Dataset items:
·····
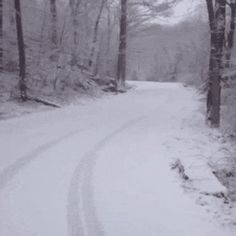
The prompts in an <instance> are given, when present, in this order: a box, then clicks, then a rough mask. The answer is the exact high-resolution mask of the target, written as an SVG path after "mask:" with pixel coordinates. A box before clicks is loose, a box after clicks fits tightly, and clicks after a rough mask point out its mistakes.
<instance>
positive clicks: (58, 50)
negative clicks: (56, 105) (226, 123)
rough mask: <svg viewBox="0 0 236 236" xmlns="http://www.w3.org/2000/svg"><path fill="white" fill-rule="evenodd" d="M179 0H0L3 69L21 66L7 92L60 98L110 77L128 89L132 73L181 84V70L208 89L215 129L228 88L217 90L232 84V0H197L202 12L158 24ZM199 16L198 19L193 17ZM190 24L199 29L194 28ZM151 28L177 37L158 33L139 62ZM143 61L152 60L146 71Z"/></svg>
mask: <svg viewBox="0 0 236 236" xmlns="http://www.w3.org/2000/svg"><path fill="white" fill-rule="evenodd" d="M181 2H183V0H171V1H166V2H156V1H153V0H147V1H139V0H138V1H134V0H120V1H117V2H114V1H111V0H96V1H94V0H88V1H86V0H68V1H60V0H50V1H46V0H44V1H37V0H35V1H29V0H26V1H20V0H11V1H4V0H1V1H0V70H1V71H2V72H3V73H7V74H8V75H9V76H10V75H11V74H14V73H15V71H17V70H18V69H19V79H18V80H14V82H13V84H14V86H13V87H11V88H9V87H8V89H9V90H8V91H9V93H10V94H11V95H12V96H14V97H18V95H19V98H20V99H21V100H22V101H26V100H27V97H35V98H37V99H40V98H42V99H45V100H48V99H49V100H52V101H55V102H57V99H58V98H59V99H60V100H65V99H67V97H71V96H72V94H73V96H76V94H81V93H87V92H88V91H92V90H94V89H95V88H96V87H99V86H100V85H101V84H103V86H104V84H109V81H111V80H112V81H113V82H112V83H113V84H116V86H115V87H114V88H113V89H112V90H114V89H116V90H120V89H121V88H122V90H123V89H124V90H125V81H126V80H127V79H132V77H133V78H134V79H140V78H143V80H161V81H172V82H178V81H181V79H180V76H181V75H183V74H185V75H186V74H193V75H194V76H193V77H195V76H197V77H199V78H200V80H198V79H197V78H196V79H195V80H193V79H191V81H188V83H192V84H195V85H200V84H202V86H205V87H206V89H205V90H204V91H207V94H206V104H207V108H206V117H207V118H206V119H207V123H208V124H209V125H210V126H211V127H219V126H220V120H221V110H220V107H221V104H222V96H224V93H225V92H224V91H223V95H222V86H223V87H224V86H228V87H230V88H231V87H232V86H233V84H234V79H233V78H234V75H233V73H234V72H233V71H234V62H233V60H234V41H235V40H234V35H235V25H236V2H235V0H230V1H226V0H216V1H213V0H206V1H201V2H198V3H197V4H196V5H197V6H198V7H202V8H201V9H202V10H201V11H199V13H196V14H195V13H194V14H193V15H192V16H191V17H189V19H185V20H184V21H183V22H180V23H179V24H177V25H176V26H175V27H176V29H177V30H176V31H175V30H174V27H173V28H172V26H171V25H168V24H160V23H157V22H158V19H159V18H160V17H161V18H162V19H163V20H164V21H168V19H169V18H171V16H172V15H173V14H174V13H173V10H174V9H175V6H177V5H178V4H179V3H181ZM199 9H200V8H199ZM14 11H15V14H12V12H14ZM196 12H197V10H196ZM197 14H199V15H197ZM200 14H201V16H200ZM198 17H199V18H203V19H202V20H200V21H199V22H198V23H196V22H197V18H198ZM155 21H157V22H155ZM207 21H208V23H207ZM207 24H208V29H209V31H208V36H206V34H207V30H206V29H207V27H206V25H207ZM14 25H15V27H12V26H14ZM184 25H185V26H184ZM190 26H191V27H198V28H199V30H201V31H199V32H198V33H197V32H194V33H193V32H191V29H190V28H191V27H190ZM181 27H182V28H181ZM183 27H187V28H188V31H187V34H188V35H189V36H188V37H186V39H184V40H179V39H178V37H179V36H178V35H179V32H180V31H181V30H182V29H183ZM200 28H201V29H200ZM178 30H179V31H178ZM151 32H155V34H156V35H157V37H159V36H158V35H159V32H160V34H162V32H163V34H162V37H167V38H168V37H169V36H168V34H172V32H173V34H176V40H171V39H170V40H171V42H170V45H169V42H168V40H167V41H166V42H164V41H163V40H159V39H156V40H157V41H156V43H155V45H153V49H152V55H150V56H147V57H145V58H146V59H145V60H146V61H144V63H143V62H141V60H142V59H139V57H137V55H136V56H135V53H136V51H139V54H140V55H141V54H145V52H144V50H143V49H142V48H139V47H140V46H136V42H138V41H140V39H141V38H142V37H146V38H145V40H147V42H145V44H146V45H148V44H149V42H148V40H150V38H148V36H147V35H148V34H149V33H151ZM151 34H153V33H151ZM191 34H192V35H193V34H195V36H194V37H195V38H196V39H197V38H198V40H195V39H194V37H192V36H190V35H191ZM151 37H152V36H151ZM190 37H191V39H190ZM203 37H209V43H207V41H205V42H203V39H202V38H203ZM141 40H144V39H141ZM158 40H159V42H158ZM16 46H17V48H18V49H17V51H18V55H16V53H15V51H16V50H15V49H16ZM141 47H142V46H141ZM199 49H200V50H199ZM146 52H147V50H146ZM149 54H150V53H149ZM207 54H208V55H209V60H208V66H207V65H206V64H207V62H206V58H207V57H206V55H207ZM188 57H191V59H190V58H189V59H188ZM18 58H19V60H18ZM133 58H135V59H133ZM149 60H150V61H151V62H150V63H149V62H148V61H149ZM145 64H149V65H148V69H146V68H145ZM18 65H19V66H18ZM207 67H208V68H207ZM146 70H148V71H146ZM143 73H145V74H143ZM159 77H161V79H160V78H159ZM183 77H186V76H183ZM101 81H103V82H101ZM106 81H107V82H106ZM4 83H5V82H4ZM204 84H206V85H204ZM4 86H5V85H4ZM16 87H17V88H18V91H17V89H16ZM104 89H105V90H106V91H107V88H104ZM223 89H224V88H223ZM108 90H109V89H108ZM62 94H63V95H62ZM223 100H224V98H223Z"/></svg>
·····
The expected output is every entry above, retyped exactly, with the pictures removed.

The prompts in an <instance> are given, when present, in this order: a box, then clicks, then a rough mask. The answer is the exact high-resolution mask of the target, written as an SVG path after "mask:" with pixel coordinates. A box before clicks is loose, a box after clicks fits tightly, and clicks after a rough mask point out its mistakes.
<instance>
positive clicks: (58, 50)
negative clicks: (56, 105) (226, 123)
rough mask: <svg viewBox="0 0 236 236" xmlns="http://www.w3.org/2000/svg"><path fill="white" fill-rule="evenodd" d="M179 0H0L3 69L21 66L7 92L60 98L110 77L128 89L132 73L181 84V70L208 89L215 129L228 88L217 90L232 84V0H197L202 12L158 24ZM199 16L198 19L193 17ZM190 24L199 29L194 28ZM151 28L177 37L158 33L139 62ZM143 61L152 60L146 71Z"/></svg>
mask: <svg viewBox="0 0 236 236" xmlns="http://www.w3.org/2000/svg"><path fill="white" fill-rule="evenodd" d="M181 2H183V0H171V1H166V2H156V1H153V0H147V1H139V0H138V1H134V0H120V1H117V2H114V1H111V0H96V1H94V0H88V1H86V0H68V1H60V0H50V1H46V0H44V1H37V0H35V1H29V0H26V1H20V0H11V1H4V0H1V1H0V70H1V71H2V72H3V73H7V74H8V75H9V76H10V75H11V74H14V73H15V71H17V70H18V69H19V79H18V80H14V82H13V84H14V86H13V87H11V88H9V87H8V89H9V90H8V91H9V93H10V94H11V95H12V96H14V97H18V95H19V98H20V99H21V100H22V101H26V100H27V97H35V98H37V99H40V98H42V99H45V100H48V99H49V100H52V101H55V102H57V99H58V98H59V99H60V100H65V99H67V97H71V96H72V94H73V96H76V94H81V93H87V92H88V91H92V90H94V89H95V88H96V87H99V86H100V85H101V84H103V86H104V84H109V81H111V80H112V81H113V82H112V83H113V84H116V86H115V87H114V88H113V89H112V90H114V89H116V90H120V89H121V88H122V90H123V89H124V90H125V81H126V80H127V79H132V77H133V78H134V79H140V78H143V80H161V81H172V82H178V81H181V79H180V76H181V75H183V74H185V75H186V74H193V75H194V76H193V77H195V76H197V77H199V78H200V80H198V79H197V78H196V79H195V80H193V79H191V81H188V83H192V84H195V85H200V84H202V86H205V87H206V89H205V90H204V91H207V94H206V104H207V108H206V117H207V118H206V119H207V123H208V124H209V125H210V126H211V127H219V126H220V120H221V110H220V107H221V104H222V96H224V93H225V92H224V91H223V95H222V86H223V87H224V86H228V87H230V88H231V87H232V86H233V84H234V79H233V78H234V75H233V73H234V72H233V71H234V62H233V60H234V41H235V40H234V35H235V25H236V2H235V0H230V1H226V0H216V1H213V0H206V1H201V2H198V3H197V4H196V5H197V6H198V7H202V8H201V9H202V10H201V11H199V13H196V14H195V13H194V14H193V15H192V16H191V17H189V19H185V20H184V21H183V22H180V23H179V24H177V25H176V26H175V27H176V29H177V30H176V31H175V30H174V27H173V28H172V26H171V25H168V24H160V23H157V22H158V19H159V18H160V17H161V18H162V19H163V20H164V21H168V19H169V18H171V16H172V15H173V14H174V13H173V10H174V9H175V6H177V5H178V4H179V3H181ZM199 9H200V8H199ZM14 11H15V14H12V12H14ZM196 12H197V10H196ZM197 14H199V15H197ZM200 14H201V16H200ZM198 17H199V18H203V19H202V20H200V21H199V22H198V23H196V22H197V18H198ZM155 21H157V22H155ZM207 21H208V23H207ZM207 24H208V29H209V31H208V36H206V34H207V30H206V29H207V27H206V25H207ZM14 25H15V27H12V26H14ZM184 25H185V26H184ZM190 26H191V27H198V28H199V30H201V31H199V32H198V33H197V32H194V33H193V32H191V29H190V28H191V27H190ZM181 27H182V28H181ZM183 27H187V28H188V31H187V34H188V35H189V36H188V37H186V39H184V40H179V39H178V37H179V36H178V35H179V32H180V31H181V30H182V29H183ZM200 28H201V29H200ZM178 30H179V31H178ZM151 32H155V34H156V35H157V37H159V36H158V35H159V32H160V34H162V32H163V34H162V37H167V38H168V37H169V36H168V34H172V32H173V34H176V40H171V39H170V40H171V42H170V45H169V42H168V40H167V41H166V42H164V41H163V40H159V39H156V40H157V41H156V43H155V45H153V49H152V55H150V56H147V57H145V58H146V59H145V60H146V61H144V63H143V62H141V60H142V59H139V57H137V55H136V56H135V53H136V51H139V54H140V55H141V54H145V52H144V50H143V49H142V48H139V47H140V46H136V42H138V41H140V39H141V38H142V37H146V38H145V40H147V42H145V44H146V45H148V44H149V42H148V40H150V38H148V36H147V35H148V34H149V33H151ZM151 34H153V33H151ZM191 34H192V35H193V34H195V36H194V37H195V38H196V39H197V38H198V40H195V39H194V37H192V36H190V35H191ZM151 37H152V36H151ZM190 37H191V39H190ZM203 37H209V43H207V41H205V42H203V39H202V38H203ZM141 40H144V39H141ZM158 40H159V42H158ZM16 46H17V48H18V49H17V51H18V55H16V53H15V51H16V50H15V49H16ZM141 47H142V46H141ZM199 49H200V50H199ZM146 52H147V50H146ZM149 54H150V53H149ZM207 54H208V55H209V60H208V66H207V65H206V64H207V62H206V58H207V57H206V55H207ZM188 57H191V59H190V58H189V59H188ZM18 58H19V60H18ZM133 58H135V59H133ZM149 60H150V61H151V62H150V63H149V62H148V61H149ZM145 64H149V65H148V69H146V68H145ZM18 65H19V66H18ZM207 67H208V68H207ZM146 70H148V71H146ZM143 73H145V74H143ZM159 77H161V79H160V78H159ZM183 77H186V76H183ZM101 81H103V82H101ZM106 81H107V82H106ZM4 83H5V82H4ZM204 84H206V85H204ZM4 86H5V85H4ZM16 87H17V88H18V91H17V89H16ZM104 89H105V90H106V91H107V88H104ZM223 89H224V88H223ZM108 90H109V89H108ZM62 94H63V95H62ZM223 100H224V98H223Z"/></svg>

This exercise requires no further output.